═══ MATERIAL TO PROCESS ═══

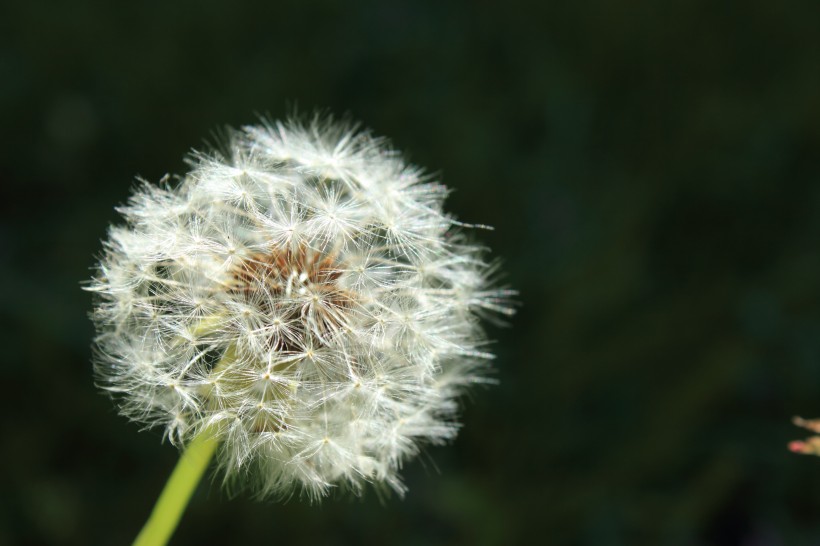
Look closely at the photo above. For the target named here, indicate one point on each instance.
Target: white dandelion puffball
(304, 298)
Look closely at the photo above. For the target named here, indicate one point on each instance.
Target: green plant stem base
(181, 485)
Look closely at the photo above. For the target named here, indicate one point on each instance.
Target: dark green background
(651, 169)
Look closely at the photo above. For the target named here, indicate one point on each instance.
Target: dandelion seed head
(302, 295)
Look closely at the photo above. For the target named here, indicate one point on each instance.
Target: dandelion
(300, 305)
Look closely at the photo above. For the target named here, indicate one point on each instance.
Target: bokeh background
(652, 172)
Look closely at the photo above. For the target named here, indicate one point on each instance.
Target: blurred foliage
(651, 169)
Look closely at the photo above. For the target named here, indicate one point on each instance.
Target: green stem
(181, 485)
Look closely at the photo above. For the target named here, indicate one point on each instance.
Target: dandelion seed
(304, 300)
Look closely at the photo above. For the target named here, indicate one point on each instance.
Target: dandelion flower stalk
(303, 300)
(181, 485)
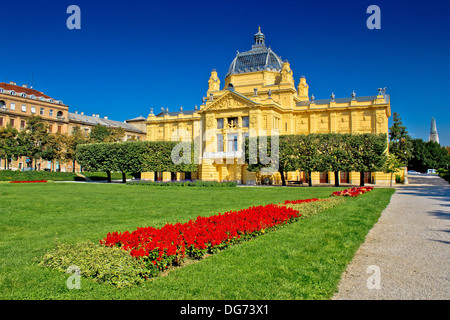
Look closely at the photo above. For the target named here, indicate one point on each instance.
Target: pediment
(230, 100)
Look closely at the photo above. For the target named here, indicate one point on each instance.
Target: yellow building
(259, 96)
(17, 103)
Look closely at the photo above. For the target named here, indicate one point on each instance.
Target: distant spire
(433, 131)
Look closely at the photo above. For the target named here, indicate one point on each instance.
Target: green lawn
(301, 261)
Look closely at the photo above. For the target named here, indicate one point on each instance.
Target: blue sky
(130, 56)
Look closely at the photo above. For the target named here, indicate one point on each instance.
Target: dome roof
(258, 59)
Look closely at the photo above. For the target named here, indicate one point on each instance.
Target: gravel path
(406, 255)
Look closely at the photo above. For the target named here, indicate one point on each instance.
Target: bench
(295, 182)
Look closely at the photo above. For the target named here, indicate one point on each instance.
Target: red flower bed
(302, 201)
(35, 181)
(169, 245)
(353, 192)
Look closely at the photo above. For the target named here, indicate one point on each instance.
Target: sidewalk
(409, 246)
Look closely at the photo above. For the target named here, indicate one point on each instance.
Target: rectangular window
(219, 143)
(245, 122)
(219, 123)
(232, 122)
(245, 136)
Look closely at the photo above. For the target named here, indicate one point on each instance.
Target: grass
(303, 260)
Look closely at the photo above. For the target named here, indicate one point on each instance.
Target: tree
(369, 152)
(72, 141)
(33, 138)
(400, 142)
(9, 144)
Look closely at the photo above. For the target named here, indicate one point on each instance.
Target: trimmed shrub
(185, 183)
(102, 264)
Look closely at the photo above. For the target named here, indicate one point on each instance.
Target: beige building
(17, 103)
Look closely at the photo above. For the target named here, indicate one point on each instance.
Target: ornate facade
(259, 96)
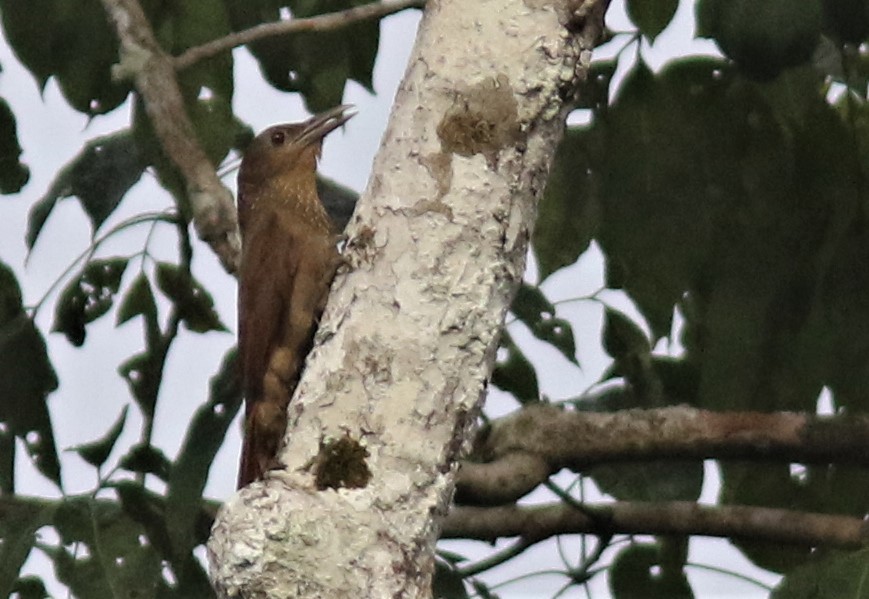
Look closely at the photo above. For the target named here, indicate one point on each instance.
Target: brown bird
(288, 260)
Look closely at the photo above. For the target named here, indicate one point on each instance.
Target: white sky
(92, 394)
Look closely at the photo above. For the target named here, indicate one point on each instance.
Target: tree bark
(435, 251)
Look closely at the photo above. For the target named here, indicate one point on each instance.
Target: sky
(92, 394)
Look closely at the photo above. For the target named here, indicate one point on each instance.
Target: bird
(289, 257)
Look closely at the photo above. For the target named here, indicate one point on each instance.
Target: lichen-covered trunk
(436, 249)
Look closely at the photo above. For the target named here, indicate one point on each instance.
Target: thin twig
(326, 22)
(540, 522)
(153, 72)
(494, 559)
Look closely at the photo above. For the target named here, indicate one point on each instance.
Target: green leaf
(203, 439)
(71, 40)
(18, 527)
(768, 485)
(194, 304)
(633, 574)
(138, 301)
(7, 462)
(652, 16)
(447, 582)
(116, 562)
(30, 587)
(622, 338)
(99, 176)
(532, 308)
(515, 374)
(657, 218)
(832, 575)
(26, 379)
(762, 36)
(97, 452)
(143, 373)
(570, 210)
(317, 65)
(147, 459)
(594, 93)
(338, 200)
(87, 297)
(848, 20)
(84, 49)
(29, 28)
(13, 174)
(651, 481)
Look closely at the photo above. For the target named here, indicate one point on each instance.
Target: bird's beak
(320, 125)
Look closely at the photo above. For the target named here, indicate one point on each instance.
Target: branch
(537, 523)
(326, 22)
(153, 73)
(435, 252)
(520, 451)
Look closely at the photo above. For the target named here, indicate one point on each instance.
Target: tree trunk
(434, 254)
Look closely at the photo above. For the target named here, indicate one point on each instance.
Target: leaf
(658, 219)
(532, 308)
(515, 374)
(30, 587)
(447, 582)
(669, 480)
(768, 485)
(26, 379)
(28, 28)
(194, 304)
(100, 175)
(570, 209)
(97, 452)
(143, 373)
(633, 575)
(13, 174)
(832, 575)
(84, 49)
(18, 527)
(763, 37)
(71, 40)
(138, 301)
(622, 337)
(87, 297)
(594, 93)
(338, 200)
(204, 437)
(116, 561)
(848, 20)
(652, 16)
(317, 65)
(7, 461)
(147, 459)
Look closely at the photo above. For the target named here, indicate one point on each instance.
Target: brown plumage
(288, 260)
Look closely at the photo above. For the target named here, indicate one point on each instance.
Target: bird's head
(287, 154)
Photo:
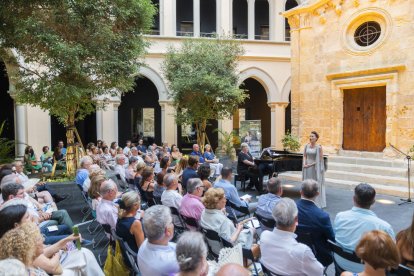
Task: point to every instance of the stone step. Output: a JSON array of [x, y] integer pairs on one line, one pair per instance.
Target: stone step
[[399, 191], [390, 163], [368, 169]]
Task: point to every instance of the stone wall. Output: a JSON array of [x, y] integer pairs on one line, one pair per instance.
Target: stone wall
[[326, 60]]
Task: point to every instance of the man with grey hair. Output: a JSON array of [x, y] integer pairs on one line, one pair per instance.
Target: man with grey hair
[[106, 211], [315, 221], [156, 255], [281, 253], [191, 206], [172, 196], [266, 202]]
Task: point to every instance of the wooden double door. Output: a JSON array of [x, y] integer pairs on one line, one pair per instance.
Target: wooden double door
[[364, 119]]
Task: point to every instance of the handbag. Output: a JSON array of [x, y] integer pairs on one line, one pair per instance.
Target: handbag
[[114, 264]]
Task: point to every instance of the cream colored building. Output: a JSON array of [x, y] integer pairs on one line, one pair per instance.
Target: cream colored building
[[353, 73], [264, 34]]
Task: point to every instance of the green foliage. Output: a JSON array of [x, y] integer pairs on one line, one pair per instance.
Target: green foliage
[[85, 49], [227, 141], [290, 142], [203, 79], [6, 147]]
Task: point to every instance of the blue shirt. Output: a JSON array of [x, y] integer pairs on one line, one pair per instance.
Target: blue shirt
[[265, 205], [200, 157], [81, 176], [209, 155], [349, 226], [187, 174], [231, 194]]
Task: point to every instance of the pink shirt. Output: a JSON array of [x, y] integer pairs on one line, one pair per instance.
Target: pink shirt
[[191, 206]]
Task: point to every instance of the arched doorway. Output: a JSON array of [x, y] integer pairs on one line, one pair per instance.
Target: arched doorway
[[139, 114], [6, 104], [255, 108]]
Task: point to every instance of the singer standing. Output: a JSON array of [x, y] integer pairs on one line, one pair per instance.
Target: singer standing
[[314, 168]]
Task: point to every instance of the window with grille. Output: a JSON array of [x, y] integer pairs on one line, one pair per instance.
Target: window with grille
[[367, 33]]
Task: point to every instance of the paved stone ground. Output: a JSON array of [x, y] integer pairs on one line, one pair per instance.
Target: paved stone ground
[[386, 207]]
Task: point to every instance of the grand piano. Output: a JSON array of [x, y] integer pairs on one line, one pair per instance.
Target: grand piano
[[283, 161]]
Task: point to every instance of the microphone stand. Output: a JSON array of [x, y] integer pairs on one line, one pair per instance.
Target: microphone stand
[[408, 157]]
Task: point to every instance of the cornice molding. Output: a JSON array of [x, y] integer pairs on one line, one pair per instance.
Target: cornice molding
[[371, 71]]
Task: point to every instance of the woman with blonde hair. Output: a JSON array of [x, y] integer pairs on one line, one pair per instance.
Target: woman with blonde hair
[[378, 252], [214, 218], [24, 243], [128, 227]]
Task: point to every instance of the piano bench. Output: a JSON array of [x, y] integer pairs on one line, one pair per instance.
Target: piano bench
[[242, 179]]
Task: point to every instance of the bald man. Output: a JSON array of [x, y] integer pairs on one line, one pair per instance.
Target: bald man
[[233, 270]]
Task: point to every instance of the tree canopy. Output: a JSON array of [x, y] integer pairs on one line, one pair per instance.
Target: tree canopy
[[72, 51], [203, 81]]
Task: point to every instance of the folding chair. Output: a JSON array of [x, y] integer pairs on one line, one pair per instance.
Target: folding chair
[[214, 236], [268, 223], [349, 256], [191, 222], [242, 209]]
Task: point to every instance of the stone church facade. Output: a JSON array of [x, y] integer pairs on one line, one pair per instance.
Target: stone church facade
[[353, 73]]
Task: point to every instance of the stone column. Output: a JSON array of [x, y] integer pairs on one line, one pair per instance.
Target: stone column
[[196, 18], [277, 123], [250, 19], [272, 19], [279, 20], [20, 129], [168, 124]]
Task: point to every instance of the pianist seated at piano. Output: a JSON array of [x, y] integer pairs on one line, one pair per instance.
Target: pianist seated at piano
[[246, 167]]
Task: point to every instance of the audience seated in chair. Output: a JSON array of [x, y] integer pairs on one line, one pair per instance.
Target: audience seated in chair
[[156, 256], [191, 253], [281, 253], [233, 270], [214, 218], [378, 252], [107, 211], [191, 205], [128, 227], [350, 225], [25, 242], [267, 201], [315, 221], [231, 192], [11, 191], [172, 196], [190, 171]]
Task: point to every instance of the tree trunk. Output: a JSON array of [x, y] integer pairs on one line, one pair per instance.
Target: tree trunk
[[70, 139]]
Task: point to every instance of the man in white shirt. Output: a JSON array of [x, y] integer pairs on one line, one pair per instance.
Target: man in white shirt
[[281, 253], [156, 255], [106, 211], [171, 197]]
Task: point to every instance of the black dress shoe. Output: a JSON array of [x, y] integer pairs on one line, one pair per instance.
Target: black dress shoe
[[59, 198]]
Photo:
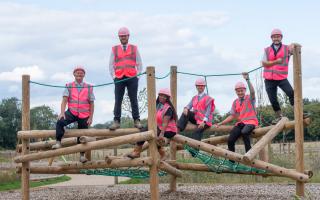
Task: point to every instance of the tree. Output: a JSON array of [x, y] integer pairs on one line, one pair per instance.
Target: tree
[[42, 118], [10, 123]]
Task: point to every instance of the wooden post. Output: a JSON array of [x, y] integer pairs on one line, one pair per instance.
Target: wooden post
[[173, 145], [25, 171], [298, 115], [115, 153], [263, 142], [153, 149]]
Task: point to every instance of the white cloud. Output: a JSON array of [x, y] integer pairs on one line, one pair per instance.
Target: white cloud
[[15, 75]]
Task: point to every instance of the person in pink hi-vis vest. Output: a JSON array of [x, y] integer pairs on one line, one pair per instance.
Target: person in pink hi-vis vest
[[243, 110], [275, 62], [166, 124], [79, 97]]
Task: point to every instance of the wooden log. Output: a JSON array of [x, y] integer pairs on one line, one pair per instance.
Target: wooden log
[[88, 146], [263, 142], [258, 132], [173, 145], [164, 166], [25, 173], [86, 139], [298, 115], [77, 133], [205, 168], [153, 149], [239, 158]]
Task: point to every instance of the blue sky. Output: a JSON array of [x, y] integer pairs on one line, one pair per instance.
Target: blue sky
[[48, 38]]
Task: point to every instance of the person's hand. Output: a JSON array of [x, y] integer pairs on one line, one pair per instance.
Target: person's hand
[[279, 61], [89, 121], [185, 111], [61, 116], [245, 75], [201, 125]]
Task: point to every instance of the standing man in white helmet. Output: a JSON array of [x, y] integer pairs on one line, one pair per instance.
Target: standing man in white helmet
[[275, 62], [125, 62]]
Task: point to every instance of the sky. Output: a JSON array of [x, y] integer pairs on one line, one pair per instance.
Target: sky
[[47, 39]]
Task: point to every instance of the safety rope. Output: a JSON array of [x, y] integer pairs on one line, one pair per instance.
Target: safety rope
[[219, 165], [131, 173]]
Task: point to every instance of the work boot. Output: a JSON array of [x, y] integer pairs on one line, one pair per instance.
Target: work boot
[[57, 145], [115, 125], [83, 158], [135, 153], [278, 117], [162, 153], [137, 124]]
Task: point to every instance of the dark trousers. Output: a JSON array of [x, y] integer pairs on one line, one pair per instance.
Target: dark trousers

═══

### TO DO
From the entries above, restate word for word the lines from the line containing "Task: point to every instance of the tree." to the line containing "Task: point to every instance of the work", both ends included, and nothing more.

### SOLUTION TO THIS PROBLEM
Task: point to every instance of the tree. Output: a JSON array of [x, y] integer pairs on one line, one pair per instance.
Target: tree
[[42, 118], [10, 123]]
Task: point to every instance of the wooden post. Output: a JSON array of [x, y] integer pairs on one line, one pair per instance.
Target: wooden post
[[173, 145], [25, 171], [298, 115], [115, 153], [263, 142], [153, 149]]
Task: point to every instance of the white cloud. Output: a JSON array of [x, y] integer pairs on one line, one pair per instance.
Target: white cloud
[[15, 75]]
Task: point to every instance of the person in pink hi-vis vest. Output: a JSON array of [x, y] integer pairs on one line, one pair per instance.
Target: person in pink hi-vis vest
[[243, 110], [275, 62], [166, 124], [79, 97]]
Task: point to every instance of the wooden log. Output: a JSON array of [x, y] integer pairs on one line, one pair per instance.
Target: wooden log
[[88, 146], [263, 142], [258, 132], [173, 145], [164, 166], [25, 173], [86, 139], [298, 115], [77, 133], [205, 168], [153, 149], [239, 158]]
Task: point to every instance of the blue sky. Output: a JSON array of [x, y] integer pairs on one line, one pair per instance.
Target: blue sky
[[48, 38]]
Task: point to every instance of the person's hand. Output: a JSON array of [x, y] integer pairs on one line, one pair per instance.
Target: person's hand
[[279, 61], [89, 121], [185, 111], [61, 116], [245, 75], [201, 125]]
Task: point to every instance of the standing man in white helmet. Output: a JSON array of [x, y] integer pairs on one line, one pair per instance.
Target: standing man in white helmet
[[275, 62], [125, 62]]
Task: point to every instance of the sky. Output: a JSON array of [x, y] integer pairs on one line, one pair per instance.
Target: sky
[[47, 39]]
Task: point to every instance of the safety rope. Output: a JSON array of [x, y] integer pairs on one line, one pair per instance.
Target: safety rope
[[219, 165], [131, 173]]
Task: point to every instance of the work boot. Output: a JSON array of [x, y] integer pairs on one line, one pair per instance.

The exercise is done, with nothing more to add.